• YOUR INSTRUCTIONS: Below are records; copy every line among them that contains the word "airplane".

• RECORDS PROVIDED:
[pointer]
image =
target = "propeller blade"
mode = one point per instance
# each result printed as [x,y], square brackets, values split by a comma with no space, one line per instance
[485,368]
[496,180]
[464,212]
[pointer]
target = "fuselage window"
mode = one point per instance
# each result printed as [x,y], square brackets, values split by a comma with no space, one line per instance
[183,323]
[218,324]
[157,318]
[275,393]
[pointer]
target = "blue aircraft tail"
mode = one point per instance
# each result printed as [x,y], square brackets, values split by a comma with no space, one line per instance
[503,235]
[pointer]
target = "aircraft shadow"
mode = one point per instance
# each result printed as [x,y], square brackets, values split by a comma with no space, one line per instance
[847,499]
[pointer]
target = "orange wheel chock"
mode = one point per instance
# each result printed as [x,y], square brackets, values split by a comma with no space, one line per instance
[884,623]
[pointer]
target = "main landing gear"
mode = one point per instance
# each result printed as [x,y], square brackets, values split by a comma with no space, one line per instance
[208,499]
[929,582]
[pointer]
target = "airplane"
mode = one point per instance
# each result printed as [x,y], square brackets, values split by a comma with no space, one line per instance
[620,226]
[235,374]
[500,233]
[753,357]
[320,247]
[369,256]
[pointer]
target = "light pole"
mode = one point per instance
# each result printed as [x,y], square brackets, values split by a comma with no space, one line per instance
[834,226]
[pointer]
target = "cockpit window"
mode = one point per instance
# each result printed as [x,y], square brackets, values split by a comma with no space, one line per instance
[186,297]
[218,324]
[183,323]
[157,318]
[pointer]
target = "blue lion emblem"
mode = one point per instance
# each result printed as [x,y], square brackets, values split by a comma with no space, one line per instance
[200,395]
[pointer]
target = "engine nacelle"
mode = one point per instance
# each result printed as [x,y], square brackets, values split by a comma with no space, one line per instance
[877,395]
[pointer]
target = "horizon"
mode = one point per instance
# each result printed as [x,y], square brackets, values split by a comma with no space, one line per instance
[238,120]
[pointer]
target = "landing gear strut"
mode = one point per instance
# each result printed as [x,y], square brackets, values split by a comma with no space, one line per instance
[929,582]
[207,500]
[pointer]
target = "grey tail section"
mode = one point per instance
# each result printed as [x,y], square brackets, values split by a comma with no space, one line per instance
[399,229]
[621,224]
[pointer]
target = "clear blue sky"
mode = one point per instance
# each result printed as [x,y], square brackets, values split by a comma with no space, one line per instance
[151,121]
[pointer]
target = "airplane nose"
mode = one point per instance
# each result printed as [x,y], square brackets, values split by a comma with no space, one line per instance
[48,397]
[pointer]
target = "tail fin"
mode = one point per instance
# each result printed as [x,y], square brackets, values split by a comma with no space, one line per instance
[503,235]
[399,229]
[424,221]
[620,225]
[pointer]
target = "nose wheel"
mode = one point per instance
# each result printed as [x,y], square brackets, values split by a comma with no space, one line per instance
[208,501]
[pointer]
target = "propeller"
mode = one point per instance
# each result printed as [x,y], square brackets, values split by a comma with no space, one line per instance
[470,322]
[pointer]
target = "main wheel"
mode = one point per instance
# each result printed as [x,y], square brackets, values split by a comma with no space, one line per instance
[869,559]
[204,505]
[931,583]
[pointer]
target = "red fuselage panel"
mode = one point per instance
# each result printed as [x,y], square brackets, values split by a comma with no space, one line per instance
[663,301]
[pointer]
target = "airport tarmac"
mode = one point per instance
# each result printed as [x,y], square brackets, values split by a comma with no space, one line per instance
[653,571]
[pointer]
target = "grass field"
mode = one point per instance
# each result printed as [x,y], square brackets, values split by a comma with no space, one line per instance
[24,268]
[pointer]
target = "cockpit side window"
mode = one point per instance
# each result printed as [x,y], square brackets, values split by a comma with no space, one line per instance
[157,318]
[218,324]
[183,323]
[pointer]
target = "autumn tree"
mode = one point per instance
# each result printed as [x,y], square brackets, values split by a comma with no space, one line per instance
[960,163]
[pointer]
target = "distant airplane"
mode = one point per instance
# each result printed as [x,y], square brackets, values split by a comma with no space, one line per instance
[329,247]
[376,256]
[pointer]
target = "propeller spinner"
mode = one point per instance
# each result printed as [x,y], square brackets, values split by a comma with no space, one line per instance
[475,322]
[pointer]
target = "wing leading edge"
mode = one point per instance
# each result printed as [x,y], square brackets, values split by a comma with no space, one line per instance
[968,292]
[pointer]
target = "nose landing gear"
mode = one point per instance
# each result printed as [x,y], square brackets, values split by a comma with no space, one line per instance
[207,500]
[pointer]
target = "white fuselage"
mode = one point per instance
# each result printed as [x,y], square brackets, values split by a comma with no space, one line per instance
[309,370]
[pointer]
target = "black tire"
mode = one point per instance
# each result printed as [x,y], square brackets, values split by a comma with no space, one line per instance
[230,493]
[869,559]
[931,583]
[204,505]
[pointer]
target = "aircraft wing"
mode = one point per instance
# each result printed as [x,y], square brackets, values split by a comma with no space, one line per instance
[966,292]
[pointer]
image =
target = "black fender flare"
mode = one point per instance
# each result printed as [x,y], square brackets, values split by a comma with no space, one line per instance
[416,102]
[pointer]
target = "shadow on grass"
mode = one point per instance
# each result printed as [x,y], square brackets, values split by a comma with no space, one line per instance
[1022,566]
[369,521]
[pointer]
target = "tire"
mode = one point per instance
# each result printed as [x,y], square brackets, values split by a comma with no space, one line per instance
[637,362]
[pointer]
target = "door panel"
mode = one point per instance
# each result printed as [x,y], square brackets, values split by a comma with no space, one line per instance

• YOUR SOLUTION:
target = "airplane"
target = "airplane nose"
target = "distant airplane"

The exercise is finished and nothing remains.